[REQUIREMENT]
Copy out word for word the part of the entries that opens with the line containing "Tag every instance of the giant" and runs through the last of the entries, including that opening line.

── DATA ROWS

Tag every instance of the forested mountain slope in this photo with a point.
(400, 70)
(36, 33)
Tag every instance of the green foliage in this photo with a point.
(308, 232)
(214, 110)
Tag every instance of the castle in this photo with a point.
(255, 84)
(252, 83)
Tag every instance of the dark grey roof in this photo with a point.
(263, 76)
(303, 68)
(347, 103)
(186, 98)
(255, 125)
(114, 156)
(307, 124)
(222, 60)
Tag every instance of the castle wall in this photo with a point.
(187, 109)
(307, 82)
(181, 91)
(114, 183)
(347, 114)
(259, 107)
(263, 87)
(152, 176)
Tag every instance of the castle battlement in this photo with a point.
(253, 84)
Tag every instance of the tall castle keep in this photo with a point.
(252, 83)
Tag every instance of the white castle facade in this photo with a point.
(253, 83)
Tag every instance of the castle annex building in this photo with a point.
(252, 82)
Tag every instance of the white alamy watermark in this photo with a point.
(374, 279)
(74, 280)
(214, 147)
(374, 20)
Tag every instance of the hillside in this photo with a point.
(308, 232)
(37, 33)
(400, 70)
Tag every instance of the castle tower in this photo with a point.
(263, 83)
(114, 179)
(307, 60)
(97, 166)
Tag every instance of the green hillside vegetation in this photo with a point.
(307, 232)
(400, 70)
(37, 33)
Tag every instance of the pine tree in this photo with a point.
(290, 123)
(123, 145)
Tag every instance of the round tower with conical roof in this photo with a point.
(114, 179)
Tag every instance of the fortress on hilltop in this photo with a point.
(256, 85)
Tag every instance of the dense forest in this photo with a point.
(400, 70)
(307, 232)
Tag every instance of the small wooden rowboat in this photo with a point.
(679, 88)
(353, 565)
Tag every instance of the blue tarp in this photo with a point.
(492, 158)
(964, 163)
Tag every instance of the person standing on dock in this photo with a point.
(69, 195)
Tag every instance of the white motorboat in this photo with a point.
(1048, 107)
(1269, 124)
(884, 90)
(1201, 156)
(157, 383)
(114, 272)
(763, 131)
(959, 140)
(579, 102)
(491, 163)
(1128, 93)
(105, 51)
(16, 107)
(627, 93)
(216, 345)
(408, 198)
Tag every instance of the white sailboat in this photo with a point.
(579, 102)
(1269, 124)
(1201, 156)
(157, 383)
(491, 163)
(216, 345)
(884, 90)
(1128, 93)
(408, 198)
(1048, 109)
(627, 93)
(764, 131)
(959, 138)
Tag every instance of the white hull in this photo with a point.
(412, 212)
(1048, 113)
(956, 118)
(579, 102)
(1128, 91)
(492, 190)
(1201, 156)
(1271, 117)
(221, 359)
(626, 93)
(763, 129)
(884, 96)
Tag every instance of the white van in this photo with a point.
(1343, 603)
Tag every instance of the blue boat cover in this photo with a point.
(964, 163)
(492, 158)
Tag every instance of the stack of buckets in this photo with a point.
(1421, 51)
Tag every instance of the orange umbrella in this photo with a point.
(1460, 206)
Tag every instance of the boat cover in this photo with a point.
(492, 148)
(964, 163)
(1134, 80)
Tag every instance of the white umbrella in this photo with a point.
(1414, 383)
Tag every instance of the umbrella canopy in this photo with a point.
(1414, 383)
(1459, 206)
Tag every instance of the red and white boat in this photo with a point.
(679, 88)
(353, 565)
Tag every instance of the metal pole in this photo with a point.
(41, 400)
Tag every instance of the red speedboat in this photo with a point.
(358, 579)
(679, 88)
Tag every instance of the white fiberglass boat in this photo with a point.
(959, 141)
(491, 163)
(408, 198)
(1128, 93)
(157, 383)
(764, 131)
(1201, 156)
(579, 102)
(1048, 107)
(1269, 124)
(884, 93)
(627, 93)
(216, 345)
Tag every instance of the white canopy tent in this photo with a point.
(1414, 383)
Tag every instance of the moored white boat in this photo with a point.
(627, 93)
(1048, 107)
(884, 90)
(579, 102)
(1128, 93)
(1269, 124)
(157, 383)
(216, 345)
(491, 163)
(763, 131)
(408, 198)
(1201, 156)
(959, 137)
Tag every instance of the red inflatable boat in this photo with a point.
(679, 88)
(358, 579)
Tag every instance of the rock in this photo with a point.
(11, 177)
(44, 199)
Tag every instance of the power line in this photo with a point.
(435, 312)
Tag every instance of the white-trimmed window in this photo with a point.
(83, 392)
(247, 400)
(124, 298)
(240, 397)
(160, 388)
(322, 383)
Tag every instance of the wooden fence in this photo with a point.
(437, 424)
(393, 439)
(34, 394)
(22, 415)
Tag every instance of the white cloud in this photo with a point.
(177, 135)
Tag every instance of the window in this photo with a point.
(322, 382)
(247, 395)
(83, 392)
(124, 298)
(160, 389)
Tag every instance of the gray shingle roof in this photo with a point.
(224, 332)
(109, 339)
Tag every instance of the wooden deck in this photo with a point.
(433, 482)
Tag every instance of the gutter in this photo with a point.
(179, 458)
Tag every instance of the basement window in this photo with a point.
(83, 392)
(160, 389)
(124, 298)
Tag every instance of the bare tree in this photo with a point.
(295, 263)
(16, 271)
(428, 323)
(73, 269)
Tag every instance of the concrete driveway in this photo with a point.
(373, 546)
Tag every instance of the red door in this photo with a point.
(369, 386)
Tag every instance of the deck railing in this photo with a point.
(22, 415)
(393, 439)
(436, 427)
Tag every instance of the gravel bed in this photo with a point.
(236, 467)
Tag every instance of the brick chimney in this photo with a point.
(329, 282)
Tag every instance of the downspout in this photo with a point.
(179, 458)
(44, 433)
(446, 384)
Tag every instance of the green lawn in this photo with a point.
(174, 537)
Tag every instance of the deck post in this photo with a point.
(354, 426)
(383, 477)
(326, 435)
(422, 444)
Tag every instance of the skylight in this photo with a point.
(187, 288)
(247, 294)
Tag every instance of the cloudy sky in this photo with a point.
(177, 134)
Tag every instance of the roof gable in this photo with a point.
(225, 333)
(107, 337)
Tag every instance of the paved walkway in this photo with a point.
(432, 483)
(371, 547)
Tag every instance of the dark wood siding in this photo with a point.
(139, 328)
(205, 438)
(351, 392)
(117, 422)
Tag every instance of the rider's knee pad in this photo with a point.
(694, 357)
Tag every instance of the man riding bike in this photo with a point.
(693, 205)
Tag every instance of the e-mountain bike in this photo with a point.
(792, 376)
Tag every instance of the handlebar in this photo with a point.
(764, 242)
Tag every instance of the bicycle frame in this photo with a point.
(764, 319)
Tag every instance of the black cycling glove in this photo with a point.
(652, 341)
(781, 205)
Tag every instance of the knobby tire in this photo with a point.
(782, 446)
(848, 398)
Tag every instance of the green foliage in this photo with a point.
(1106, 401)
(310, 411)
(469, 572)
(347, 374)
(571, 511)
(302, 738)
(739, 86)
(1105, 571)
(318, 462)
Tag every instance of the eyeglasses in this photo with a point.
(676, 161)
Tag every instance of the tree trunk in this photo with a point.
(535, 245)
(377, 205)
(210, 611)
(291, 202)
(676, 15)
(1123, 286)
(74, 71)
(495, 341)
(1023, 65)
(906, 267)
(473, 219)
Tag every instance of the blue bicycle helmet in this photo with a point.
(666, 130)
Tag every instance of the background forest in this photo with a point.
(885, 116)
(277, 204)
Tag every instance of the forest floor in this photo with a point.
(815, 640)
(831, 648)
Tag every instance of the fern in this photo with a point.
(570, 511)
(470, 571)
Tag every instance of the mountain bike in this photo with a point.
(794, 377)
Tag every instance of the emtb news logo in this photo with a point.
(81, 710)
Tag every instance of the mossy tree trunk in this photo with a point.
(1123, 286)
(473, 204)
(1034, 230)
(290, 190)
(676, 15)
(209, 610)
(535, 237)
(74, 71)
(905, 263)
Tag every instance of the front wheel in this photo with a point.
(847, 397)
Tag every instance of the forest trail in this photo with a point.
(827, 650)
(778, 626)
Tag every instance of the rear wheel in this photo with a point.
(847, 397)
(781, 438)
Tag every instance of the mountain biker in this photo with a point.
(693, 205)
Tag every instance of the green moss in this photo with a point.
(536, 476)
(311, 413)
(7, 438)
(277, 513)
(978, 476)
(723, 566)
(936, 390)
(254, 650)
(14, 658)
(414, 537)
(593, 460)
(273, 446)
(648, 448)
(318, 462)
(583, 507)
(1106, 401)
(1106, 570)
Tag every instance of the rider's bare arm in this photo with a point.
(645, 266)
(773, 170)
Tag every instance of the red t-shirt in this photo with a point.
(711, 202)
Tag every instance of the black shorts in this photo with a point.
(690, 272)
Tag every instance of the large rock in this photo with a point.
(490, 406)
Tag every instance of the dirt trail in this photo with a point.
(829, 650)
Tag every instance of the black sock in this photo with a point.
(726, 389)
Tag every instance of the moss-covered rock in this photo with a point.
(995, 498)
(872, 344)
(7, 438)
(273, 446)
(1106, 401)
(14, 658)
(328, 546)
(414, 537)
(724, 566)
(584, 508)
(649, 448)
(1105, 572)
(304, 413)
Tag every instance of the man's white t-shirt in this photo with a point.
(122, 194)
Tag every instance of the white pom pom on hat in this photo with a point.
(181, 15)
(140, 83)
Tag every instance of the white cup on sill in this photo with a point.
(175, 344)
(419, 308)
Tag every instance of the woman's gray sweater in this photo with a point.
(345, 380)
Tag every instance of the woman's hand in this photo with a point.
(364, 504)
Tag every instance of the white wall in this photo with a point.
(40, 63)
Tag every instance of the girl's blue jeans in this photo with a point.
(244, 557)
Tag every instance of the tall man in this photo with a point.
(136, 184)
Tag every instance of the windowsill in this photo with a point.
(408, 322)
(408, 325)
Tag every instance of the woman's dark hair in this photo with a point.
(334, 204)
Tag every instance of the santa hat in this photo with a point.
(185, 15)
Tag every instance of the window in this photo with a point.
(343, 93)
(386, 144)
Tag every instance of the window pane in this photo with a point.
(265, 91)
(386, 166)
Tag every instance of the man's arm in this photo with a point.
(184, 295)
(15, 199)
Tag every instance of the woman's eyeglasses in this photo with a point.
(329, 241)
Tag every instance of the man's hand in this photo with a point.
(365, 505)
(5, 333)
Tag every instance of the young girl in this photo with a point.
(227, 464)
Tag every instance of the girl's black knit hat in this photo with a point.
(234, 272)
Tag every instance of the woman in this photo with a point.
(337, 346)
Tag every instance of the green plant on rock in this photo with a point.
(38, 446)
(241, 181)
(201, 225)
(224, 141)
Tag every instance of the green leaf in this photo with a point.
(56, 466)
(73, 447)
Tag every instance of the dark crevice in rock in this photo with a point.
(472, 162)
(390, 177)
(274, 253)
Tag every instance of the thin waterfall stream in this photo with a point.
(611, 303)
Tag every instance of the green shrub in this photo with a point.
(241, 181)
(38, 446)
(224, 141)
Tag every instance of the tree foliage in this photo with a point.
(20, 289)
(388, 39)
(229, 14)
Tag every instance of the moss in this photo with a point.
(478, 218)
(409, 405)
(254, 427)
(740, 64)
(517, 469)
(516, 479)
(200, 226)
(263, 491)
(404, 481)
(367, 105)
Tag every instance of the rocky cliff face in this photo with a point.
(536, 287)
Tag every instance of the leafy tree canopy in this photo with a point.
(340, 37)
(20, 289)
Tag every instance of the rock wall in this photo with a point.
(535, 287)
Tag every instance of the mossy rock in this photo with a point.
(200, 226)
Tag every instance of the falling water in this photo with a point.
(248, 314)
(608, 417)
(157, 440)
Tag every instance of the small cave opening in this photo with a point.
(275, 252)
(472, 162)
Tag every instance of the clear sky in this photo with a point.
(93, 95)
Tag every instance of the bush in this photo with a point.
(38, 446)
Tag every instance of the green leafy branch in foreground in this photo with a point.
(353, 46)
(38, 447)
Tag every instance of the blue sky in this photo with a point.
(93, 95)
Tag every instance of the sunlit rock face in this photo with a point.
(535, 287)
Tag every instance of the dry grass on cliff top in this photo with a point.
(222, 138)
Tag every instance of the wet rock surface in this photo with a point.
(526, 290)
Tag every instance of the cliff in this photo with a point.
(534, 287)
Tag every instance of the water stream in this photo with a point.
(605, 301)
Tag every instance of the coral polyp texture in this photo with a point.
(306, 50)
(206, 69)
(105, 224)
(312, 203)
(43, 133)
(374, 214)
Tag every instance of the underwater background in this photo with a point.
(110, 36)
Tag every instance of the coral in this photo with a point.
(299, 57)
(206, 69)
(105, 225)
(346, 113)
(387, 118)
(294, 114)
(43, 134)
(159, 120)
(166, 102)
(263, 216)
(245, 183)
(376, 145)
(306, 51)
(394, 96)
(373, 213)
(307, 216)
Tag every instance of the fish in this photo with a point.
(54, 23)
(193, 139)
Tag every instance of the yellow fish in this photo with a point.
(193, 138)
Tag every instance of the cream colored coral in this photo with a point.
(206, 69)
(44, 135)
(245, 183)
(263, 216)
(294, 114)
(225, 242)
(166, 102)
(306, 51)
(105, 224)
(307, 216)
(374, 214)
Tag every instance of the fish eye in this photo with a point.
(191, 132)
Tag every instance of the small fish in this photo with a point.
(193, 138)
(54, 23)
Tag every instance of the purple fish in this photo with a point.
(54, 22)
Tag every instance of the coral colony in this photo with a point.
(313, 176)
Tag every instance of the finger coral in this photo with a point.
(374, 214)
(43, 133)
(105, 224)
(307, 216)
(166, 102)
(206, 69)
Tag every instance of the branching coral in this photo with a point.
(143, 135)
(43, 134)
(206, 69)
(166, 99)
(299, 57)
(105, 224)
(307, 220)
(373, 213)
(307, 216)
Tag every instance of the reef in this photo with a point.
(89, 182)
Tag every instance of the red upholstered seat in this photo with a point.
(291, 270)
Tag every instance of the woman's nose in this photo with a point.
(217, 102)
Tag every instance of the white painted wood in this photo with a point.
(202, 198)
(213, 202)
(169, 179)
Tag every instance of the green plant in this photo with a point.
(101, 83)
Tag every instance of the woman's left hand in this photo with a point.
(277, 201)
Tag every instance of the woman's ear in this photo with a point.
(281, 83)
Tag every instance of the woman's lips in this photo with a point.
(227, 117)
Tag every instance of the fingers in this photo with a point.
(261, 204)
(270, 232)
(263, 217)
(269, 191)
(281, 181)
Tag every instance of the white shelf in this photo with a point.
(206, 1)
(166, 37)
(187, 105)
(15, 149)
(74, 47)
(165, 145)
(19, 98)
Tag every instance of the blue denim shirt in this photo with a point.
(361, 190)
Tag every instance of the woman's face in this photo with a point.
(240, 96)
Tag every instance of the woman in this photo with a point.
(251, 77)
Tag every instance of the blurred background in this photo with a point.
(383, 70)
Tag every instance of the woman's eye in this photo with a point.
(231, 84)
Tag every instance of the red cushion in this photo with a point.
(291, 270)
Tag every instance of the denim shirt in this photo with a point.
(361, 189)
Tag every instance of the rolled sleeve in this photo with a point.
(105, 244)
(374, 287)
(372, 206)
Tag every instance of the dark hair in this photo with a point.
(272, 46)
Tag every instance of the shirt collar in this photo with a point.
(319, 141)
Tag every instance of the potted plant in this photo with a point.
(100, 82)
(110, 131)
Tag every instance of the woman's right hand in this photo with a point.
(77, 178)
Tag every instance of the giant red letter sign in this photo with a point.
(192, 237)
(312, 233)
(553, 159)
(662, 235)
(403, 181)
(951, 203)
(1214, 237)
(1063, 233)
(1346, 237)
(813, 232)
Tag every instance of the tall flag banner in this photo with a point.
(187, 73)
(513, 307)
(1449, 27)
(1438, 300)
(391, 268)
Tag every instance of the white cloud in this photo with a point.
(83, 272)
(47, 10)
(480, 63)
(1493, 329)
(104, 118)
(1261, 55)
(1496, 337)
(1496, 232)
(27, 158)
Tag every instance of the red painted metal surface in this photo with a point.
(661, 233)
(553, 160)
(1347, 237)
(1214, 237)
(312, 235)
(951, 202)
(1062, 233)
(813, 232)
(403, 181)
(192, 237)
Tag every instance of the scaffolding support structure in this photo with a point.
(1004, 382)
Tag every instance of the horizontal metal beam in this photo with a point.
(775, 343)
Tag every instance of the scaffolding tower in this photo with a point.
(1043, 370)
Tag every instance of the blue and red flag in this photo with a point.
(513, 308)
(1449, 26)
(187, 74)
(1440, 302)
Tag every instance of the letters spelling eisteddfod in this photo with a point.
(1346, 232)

────

[EXPECTED OUTPUT]
Tag every instance of the giant red letter sign in this photo with a point.
(192, 237)
(312, 233)
(553, 159)
(662, 235)
(403, 181)
(951, 203)
(1214, 237)
(1063, 233)
(1346, 237)
(813, 232)
Tag every instance of the tall flag banner in this photo with a point.
(187, 73)
(513, 307)
(1449, 27)
(1438, 300)
(391, 268)
Tag every instance of the white cloud in this photo with a point.
(83, 272)
(47, 10)
(480, 63)
(1493, 329)
(104, 118)
(1261, 55)
(1496, 337)
(1496, 232)
(27, 158)
Tag every instance of the red painted metal surface in this photo with a point.
(661, 233)
(553, 160)
(1347, 237)
(1214, 237)
(312, 235)
(951, 202)
(1062, 233)
(813, 232)
(403, 181)
(192, 237)
Tag every instance of the scaffolding support structure in this photo with a point.
(1004, 382)
Tag every instance of the horizontal metal beam in this photo with a point.
(775, 343)
Tag every instance of the scaffolding tower in this photo with a point.
(1043, 370)
Tag every instance of the blue and red flag in this photo with a point.
(513, 308)
(1449, 26)
(187, 74)
(1440, 302)
Tag every instance of the letters spelling eisteddfod in this photo with a point.
(1346, 232)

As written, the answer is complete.